■ Exercise aim ■
Extract all lines in the data that contain the word "tall".

Dataset entries

□ □ □ □

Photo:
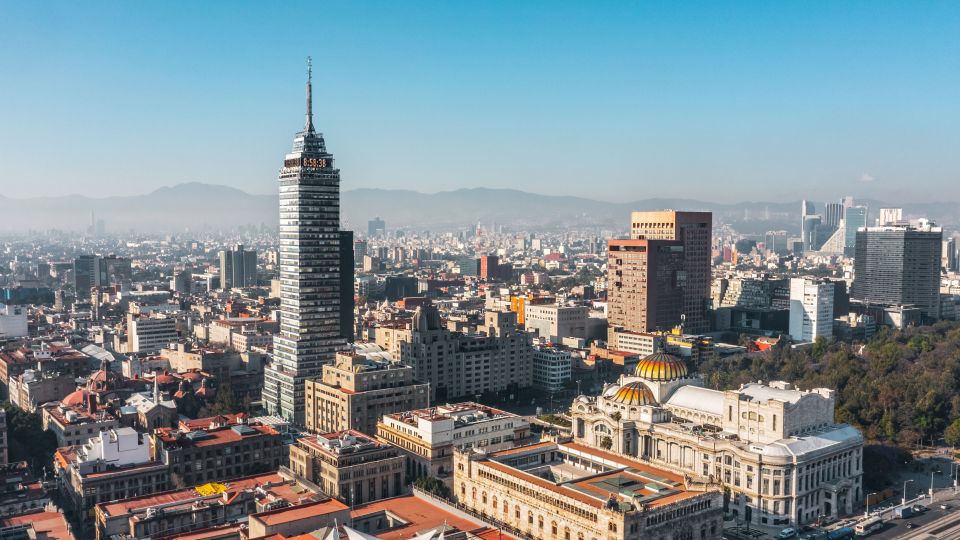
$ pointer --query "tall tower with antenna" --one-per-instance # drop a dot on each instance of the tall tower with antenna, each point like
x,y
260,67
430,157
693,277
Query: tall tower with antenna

□ □ □ □

■ Exercise solution ■
$ pointer --query "tall tower with antenna" --one-per-instance # drop a dot on each instance of the tall tower with antenna, each point like
Query: tall tower with antenna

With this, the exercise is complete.